What the exercise asks:
Write the listing below out again exactly, dropping the images.

Source data:
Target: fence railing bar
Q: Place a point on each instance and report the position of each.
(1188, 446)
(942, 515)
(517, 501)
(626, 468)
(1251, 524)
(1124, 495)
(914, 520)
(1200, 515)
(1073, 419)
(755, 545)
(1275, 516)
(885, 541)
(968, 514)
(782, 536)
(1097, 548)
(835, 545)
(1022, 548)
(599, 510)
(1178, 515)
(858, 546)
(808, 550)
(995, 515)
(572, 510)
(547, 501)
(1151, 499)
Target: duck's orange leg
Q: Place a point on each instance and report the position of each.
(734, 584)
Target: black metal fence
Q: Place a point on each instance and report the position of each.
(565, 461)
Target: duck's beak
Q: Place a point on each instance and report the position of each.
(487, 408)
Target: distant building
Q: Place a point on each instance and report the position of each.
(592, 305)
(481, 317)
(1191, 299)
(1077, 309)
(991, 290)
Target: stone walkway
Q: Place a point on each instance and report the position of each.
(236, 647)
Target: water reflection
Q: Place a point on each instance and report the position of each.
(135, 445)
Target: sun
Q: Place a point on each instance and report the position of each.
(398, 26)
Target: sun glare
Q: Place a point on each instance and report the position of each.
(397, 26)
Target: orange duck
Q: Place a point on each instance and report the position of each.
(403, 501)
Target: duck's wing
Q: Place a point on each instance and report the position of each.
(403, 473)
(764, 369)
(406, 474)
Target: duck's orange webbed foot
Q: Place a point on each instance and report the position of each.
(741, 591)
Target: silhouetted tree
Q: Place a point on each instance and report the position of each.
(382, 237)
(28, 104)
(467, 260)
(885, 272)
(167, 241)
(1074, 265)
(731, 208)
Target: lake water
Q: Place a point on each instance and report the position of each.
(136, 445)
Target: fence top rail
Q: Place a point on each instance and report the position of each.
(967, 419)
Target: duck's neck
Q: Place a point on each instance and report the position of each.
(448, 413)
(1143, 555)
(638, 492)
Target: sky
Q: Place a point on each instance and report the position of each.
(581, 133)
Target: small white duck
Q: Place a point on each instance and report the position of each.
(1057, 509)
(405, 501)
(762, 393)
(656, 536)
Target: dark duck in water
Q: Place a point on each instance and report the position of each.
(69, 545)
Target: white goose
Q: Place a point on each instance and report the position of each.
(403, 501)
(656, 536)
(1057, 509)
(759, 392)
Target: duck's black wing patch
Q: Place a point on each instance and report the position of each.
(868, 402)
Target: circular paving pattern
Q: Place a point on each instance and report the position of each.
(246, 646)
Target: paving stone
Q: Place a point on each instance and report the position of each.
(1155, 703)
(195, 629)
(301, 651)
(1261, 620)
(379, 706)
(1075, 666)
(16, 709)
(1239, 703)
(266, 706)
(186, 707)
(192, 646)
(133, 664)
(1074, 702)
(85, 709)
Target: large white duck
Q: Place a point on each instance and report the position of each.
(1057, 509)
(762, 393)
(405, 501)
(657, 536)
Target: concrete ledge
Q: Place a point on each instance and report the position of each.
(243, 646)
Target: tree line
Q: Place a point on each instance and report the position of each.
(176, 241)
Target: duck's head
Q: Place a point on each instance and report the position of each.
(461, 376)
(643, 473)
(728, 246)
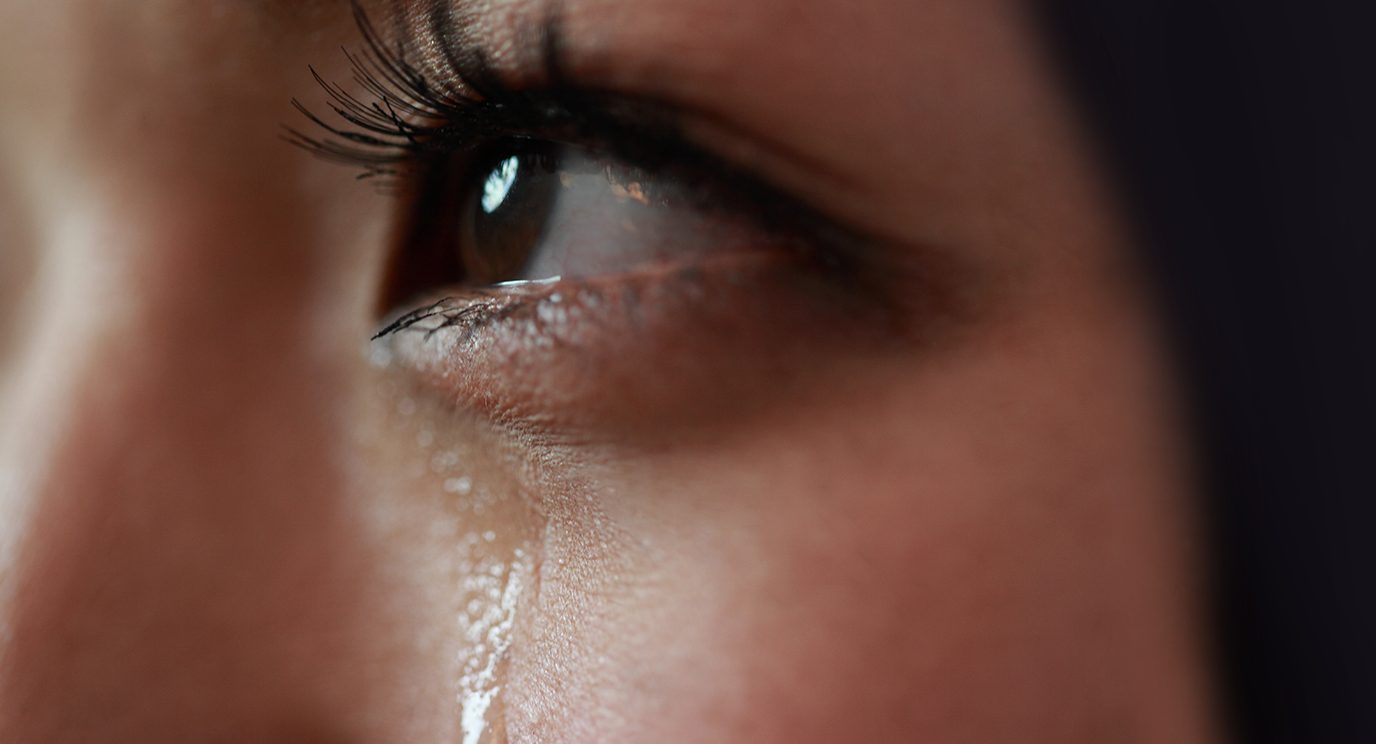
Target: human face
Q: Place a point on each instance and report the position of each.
(901, 471)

Correct output:
Target: fence railing bar
Q: Place a point on each instance and report the position of each.
(1188, 446)
(942, 515)
(517, 501)
(626, 468)
(1251, 524)
(1124, 495)
(914, 520)
(1200, 515)
(1073, 419)
(755, 545)
(1275, 516)
(885, 541)
(968, 514)
(782, 536)
(1097, 548)
(835, 545)
(1022, 548)
(599, 510)
(1178, 515)
(858, 546)
(808, 550)
(995, 515)
(572, 510)
(547, 501)
(1151, 499)
Target: duck's orange leg
Q: Place a point on each instance and report the position of each.
(734, 584)
Target: black metal fence
Q: Place a point on each instance and report the position of each.
(565, 461)
Target: duck's beak
Q: Place a point on each instance and report the position of each.
(487, 408)
Target: distant building
Q: Place a point on each instance and report the position of each.
(592, 305)
(481, 317)
(1191, 299)
(1077, 309)
(991, 290)
Target: stone walkway
Q: Place a point on each instance and report the position of each.
(236, 647)
Target: water reflection
Q: Place a point on each instance and report the position of each.
(135, 445)
Target: sun
Q: Place a point on each instance and report the position of each.
(398, 26)
Target: sun glare
Q: Place a point on each instance and report the position of each.
(397, 26)
Target: orange duck
Q: Place a point on each instance and report the position of each.
(403, 501)
Target: duck's wing
Q: Place a point on each instance and report the position of each.
(403, 473)
(764, 369)
(406, 474)
Target: duck's orange webbed foot
Q: Place a point on each instance and report the position of each.
(741, 591)
Target: silhouetted tree
Q: Place a point on each instance and report the position of each.
(382, 237)
(28, 104)
(467, 260)
(885, 272)
(167, 241)
(1074, 265)
(731, 208)
Target: lake water
Q: Place a point on each instance and report the position of each.
(136, 445)
Target: fence top rail
Q: Place a point on each instance and report the position of each.
(967, 419)
Target: duck's neck
Q: Place a point on each instance and report the position of each.
(448, 413)
(1143, 555)
(638, 492)
Target: sky
Q: Place a point on each instance and report the position of each.
(581, 133)
Target: small white duck
Q: Place a point on each instance and report the position of each.
(1057, 509)
(405, 501)
(762, 393)
(656, 536)
Target: dark duck in water
Q: Place a point on each instance and report the position of each.
(69, 545)
Target: white goose
Q: Place a point on each instance and report the position of each.
(403, 501)
(656, 536)
(1057, 509)
(759, 392)
Target: duck's black wing patch
Q: Place a point on each instance and report the position of each.
(868, 402)
Target: circular paving pattern
Q: Place a point on each instance and report the position of each.
(246, 646)
Target: paving stone
Q: Place a point on each instance and report the position of each.
(1155, 703)
(195, 629)
(301, 651)
(1261, 620)
(379, 706)
(1075, 666)
(16, 709)
(1239, 703)
(266, 706)
(186, 707)
(192, 646)
(133, 664)
(1074, 702)
(85, 709)
Target: large white duck
Q: Place a point on each instance and report the position of each.
(1057, 509)
(762, 393)
(405, 501)
(657, 536)
Target: concrete ledge
Q: Place a point on each instance and report the position of each.
(243, 646)
Target: tree line
Q: Place a point on each instance and report the position of each.
(176, 241)
Target: duck's head
Q: Place a point on each instance and report the position of each.
(461, 376)
(643, 473)
(728, 246)
Target: human face
Q: Place a point on each instance and report the position of each.
(901, 471)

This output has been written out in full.